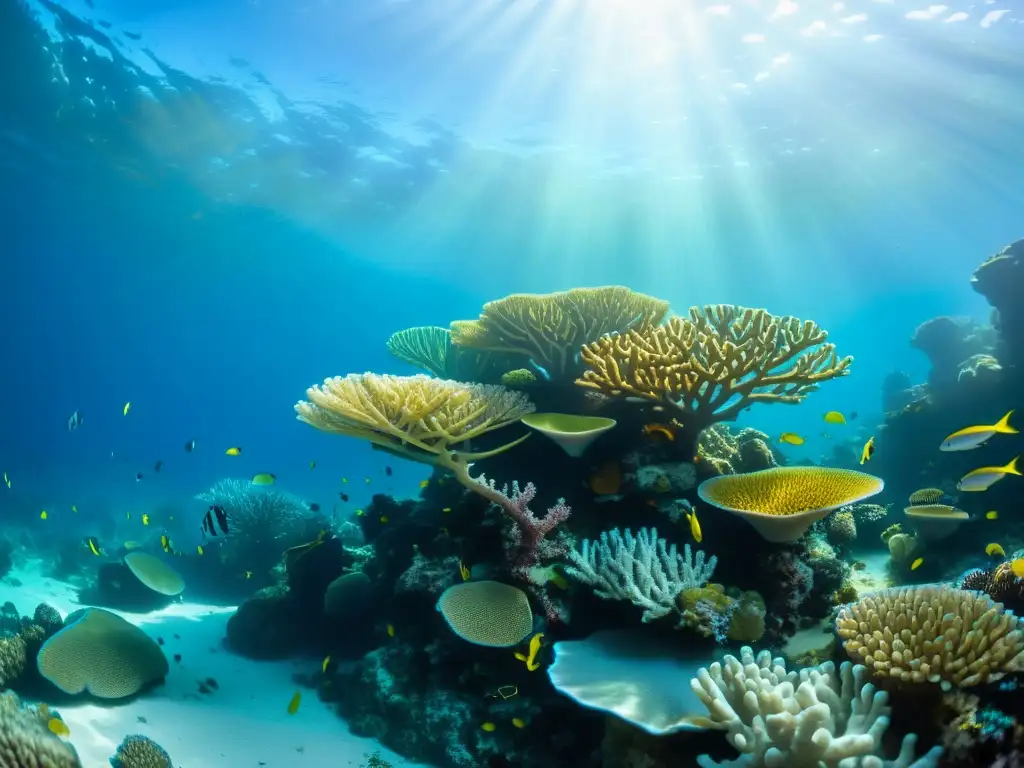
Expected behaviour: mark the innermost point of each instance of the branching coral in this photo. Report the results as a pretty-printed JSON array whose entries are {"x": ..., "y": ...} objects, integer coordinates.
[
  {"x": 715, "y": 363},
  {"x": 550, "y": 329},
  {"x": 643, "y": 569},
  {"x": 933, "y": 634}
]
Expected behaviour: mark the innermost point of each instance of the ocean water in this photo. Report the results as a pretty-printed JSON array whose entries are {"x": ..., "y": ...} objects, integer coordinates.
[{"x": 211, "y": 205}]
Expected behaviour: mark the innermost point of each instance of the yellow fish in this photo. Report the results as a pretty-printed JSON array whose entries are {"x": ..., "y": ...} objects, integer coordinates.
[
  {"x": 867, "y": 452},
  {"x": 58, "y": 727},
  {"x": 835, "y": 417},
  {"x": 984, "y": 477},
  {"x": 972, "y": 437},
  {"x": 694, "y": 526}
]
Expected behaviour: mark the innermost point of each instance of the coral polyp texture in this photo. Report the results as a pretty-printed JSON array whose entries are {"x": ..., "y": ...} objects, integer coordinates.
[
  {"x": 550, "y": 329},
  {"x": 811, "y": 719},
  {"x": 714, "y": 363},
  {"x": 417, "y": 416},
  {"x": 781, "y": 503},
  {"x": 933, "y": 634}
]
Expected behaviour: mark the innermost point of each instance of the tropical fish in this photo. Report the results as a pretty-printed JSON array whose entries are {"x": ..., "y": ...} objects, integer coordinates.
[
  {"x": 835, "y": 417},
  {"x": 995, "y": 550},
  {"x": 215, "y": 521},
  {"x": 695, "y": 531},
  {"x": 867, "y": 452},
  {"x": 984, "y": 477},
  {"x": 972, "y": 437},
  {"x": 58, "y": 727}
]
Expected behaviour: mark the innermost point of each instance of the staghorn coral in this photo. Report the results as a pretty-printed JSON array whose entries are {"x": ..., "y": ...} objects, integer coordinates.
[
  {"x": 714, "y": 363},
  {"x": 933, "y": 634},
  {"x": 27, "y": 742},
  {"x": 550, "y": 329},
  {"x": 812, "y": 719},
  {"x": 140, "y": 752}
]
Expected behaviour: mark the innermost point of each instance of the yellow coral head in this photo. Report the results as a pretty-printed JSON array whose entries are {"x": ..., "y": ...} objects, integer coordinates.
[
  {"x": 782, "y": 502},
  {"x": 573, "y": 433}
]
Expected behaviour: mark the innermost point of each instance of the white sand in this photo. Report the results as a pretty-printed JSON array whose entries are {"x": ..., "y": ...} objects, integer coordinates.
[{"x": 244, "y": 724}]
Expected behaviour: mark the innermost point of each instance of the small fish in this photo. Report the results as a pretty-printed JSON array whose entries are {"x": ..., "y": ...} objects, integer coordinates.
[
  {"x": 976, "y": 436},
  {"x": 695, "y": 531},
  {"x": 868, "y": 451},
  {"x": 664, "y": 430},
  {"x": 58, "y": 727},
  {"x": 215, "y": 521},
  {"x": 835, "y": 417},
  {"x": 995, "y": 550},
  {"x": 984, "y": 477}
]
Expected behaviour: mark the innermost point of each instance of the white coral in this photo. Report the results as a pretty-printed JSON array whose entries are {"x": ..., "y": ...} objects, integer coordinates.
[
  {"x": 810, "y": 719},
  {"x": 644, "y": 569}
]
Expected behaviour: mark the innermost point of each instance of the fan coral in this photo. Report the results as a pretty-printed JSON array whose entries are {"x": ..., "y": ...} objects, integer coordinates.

::::

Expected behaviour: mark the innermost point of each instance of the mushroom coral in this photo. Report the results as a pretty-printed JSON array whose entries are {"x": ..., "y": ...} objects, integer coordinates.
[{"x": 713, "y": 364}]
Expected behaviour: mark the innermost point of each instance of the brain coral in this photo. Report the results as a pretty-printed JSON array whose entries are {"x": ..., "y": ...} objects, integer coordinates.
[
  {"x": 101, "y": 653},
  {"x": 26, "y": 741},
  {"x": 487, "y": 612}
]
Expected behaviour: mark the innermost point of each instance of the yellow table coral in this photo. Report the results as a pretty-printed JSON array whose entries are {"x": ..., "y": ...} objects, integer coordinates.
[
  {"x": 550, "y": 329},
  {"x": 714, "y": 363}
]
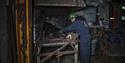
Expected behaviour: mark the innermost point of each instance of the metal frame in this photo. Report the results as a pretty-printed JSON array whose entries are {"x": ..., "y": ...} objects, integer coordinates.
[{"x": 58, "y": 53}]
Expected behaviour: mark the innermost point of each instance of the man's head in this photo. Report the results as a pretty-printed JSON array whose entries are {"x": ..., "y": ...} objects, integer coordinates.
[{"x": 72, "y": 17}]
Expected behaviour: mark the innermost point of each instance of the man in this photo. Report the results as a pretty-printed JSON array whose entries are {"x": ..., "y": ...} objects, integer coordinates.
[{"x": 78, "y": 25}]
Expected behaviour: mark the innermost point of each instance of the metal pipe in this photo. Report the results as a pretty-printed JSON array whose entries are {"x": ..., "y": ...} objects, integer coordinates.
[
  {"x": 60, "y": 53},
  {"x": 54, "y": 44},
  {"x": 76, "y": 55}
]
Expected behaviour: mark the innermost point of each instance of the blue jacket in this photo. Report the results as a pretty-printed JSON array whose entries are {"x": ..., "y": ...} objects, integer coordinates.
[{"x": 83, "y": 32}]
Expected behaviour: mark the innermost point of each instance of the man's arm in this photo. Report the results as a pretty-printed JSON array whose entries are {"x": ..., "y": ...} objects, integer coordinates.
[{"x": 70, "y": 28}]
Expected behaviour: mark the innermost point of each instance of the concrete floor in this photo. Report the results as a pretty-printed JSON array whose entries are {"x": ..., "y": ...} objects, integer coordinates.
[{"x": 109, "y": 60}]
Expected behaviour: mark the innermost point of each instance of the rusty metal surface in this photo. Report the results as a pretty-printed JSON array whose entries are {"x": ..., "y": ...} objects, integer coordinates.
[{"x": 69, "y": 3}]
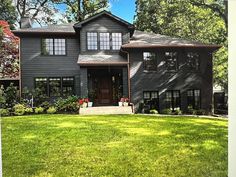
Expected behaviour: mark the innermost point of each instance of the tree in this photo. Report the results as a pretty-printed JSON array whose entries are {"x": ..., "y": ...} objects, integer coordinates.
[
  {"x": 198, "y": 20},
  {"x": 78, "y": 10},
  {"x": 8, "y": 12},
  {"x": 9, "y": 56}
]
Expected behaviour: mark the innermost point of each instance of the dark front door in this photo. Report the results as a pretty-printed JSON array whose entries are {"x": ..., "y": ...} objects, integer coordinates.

::::

** Your goal **
Write down exactly what the lines above say, from the line holding "of the blue" through the line holding "of the dark", and nothing more. Do not copy the pictures.

** Exercise answer **
Expected behaviour: mark the innermost point of each instance of the blue jacket in this photo. Report the results as a pretty-printed JSON array whose entries are {"x": ..., "y": ...} objects, integer coordinates.
[{"x": 83, "y": 32}]
Expected behaviour: mark the innermost point of each instance of the man's arm in this photo. Report the results as a pretty-printed JSON array whose entries are {"x": ..., "y": ...} objects, integer coordinates.
[{"x": 70, "y": 28}]
Expected behaviour: mark the innermost point of each instance of the concrete floor in this photo. Report the results as a pretty-printed JSON array whose entries are {"x": ..., "y": ...} objects, integer coordinates.
[{"x": 109, "y": 60}]
Expected behaviour: mark the innermost point of each instance of the rusty metal surface in this photo. Report the results as a pretty-printed JSON array whose entries are {"x": ..., "y": ...} objects, integer coordinates.
[{"x": 69, "y": 3}]
Expected behaviour: mark the innermost point of each instance of the tree in this photo. Report the results as a pretty-printed JSON array whose entries are {"x": ..., "y": ...} objects, integer coordinates.
[
  {"x": 198, "y": 20},
  {"x": 78, "y": 10},
  {"x": 8, "y": 12},
  {"x": 9, "y": 56}
]
Expected behaviour: mark the innermost point of each instance of the dark front door in this photo. Report the results as a pretty-printed JSON array whose entries are {"x": ..., "y": ...} objects, integer coordinates.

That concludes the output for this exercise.